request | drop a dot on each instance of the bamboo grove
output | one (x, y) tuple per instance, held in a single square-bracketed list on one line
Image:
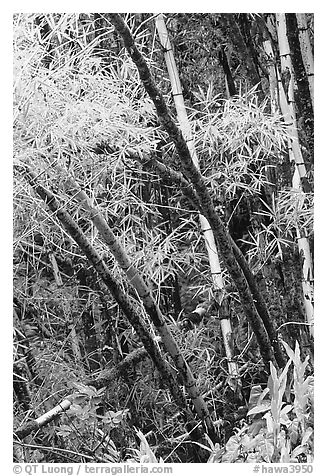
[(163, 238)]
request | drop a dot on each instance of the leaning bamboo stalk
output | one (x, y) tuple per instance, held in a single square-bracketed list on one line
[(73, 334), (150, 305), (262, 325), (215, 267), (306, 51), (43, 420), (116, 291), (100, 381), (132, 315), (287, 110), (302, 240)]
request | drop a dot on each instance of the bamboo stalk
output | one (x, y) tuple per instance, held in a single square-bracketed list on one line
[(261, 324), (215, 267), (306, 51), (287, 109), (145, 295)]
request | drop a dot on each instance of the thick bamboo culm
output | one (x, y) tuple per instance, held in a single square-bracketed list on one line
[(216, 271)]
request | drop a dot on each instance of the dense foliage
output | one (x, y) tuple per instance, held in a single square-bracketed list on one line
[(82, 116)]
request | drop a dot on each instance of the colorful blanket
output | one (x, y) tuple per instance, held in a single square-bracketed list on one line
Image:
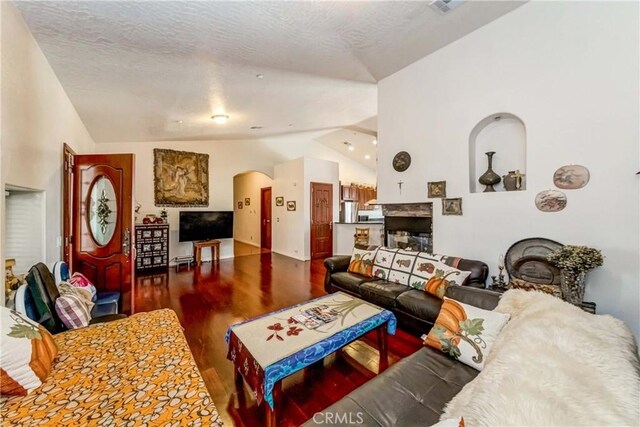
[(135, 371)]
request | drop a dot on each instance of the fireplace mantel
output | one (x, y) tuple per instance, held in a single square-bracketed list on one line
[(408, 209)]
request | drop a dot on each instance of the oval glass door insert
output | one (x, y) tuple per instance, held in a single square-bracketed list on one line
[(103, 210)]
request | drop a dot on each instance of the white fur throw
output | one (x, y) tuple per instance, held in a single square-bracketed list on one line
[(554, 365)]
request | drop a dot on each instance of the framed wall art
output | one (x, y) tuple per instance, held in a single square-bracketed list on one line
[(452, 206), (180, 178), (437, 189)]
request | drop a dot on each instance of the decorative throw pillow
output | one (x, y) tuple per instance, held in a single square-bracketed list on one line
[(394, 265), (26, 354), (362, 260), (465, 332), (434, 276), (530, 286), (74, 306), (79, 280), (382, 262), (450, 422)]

-*-

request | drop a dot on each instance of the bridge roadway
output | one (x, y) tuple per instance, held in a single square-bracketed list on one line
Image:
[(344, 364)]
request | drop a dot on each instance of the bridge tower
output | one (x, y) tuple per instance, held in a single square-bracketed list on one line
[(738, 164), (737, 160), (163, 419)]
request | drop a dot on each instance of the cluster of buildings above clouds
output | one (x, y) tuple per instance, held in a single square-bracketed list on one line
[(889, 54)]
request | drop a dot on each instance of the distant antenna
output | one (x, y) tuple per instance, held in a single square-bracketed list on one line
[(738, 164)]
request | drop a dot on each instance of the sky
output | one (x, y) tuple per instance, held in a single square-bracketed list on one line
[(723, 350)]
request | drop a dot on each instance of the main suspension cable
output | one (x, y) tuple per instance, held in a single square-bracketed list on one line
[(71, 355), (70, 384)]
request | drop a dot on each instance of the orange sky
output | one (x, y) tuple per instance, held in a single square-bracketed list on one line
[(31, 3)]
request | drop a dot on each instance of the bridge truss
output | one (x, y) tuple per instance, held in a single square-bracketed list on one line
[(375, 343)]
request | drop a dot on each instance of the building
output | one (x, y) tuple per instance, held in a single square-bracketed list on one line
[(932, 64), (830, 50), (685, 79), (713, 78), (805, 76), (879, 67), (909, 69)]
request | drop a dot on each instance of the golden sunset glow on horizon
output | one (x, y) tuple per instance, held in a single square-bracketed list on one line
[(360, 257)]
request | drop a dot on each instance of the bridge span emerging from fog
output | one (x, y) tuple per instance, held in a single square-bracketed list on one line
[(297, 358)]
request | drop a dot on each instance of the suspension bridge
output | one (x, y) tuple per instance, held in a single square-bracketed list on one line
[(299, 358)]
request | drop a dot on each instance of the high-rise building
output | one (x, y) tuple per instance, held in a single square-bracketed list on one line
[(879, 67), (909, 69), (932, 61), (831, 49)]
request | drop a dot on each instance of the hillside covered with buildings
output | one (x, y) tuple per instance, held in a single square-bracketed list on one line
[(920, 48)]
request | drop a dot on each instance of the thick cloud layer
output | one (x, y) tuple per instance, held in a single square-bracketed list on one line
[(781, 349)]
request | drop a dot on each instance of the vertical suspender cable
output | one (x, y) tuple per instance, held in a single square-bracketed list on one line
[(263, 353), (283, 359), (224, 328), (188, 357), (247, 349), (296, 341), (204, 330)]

-*-

> _GOAL_
Reproduce the material starting at the line containing "the bamboo grove" and ending at the line containing "[(452, 206), (180, 178), (437, 189)]", swapping "drop a dot" for "place a point" and changing nothing else. Leave the pictures out.

> _OUTPUT OF THE EXERCISE_
request | place a point on each instance of the bamboo grove
output | one (x, y) tuple per instance, held in a single square-bracketed list on one line
Image:
[(163, 238)]
request | place a point on each instance of the leaning bamboo stalk
output | one (x, y) tuple per instance, held in a single square-bracketed list on one line
[(73, 334), (150, 305), (262, 325), (215, 267), (306, 51), (43, 420), (116, 291), (100, 381), (132, 315), (287, 110), (302, 240)]
request | place a point on each instance of the bamboo stalk
output | one (x, y) tuple per instance, held in a single square-bracketed list on one line
[(261, 324), (215, 267), (306, 51), (287, 109), (145, 295)]
request | place a point on each instance of the thick bamboo culm
output | one (x, y) tuple per instance, held in a single square-bracketed list on one line
[(216, 271)]
request | place a point on each instance of the dense foliage
output | one (x, y) tuple per instance, held in a single square-bracketed list on one line
[(82, 116)]
request | place a point on each instance of the colorful blanket
output | one (x, y) tuple per instance, held in a single square-bracketed list on one line
Image:
[(135, 371)]
request | place a point on each instance of the fireplace mantel
output | one (x, y) tuple per instance, held in a single square-bracketed list on one line
[(408, 209)]
request | place a point on each instance of the oval glass door insert
output | one (x, y) tuple per instance, held in a single square-bracketed list on one line
[(103, 210)]
request | place a point on each instance of the white fur throw
output | one (x, y) tuple per instance, held in a single square-bracketed list on one line
[(554, 365)]
request | place a point on each instance of the framed wall art
output | one (x, y) tuple per instance, held in a single square-bracketed list on one line
[(452, 206), (180, 178), (437, 189)]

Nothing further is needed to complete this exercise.